§ Task instructions
Extract the lines from the start of the records through the line containing "Return the outline", reproducing each one verbatim.

§ Excerpts from segmentation records
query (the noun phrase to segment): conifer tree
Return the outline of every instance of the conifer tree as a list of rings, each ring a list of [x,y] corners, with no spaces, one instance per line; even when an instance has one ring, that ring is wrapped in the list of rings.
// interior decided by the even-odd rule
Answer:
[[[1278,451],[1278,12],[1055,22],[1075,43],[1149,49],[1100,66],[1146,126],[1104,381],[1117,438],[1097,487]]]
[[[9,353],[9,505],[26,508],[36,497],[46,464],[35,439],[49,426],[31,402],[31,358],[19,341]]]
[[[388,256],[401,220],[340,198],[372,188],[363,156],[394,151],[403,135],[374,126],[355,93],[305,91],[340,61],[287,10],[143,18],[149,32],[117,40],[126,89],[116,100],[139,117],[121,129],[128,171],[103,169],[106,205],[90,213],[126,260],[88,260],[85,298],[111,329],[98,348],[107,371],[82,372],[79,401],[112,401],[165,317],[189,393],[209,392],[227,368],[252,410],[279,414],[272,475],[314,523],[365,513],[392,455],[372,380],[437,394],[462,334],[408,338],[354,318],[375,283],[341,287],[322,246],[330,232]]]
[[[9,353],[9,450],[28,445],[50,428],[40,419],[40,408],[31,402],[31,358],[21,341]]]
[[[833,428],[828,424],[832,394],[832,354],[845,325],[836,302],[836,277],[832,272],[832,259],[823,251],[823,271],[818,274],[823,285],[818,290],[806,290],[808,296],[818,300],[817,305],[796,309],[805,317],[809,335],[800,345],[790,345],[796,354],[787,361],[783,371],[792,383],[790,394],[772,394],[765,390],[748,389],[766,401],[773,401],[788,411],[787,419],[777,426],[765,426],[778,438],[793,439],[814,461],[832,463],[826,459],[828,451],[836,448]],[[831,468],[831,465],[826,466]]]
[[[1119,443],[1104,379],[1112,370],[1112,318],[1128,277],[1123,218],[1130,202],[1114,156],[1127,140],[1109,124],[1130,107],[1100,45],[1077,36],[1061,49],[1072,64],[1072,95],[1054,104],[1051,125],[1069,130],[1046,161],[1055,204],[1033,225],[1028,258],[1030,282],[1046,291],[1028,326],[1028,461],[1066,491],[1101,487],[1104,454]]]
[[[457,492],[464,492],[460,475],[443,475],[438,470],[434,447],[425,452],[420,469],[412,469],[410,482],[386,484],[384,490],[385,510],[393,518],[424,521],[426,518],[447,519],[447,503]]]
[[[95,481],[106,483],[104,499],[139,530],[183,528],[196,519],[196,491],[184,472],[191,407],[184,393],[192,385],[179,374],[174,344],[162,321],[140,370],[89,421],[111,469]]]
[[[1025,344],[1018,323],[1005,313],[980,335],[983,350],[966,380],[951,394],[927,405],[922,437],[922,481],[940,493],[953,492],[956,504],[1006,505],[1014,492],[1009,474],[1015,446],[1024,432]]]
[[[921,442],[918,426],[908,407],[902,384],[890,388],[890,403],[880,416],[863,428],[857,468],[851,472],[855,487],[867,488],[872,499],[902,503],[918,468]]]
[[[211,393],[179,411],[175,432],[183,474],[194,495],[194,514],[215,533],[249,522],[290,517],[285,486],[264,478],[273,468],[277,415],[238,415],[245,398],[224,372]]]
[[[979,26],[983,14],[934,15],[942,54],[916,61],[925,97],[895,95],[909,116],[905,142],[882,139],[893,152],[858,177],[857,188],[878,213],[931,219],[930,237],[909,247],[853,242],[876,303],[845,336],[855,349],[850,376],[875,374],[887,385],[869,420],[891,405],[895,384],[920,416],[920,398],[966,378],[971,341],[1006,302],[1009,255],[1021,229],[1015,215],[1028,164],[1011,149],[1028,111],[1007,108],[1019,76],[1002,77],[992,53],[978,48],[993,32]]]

§ Full output
query (the noun phrase to segment): conifer tree
Return the outline of every instance of the conifer tree as a list of rings, each ring a list of [x,y] corners, with no spaces, one instance per line; even when an instance has one ring, that ring is wrapped in the list of rings.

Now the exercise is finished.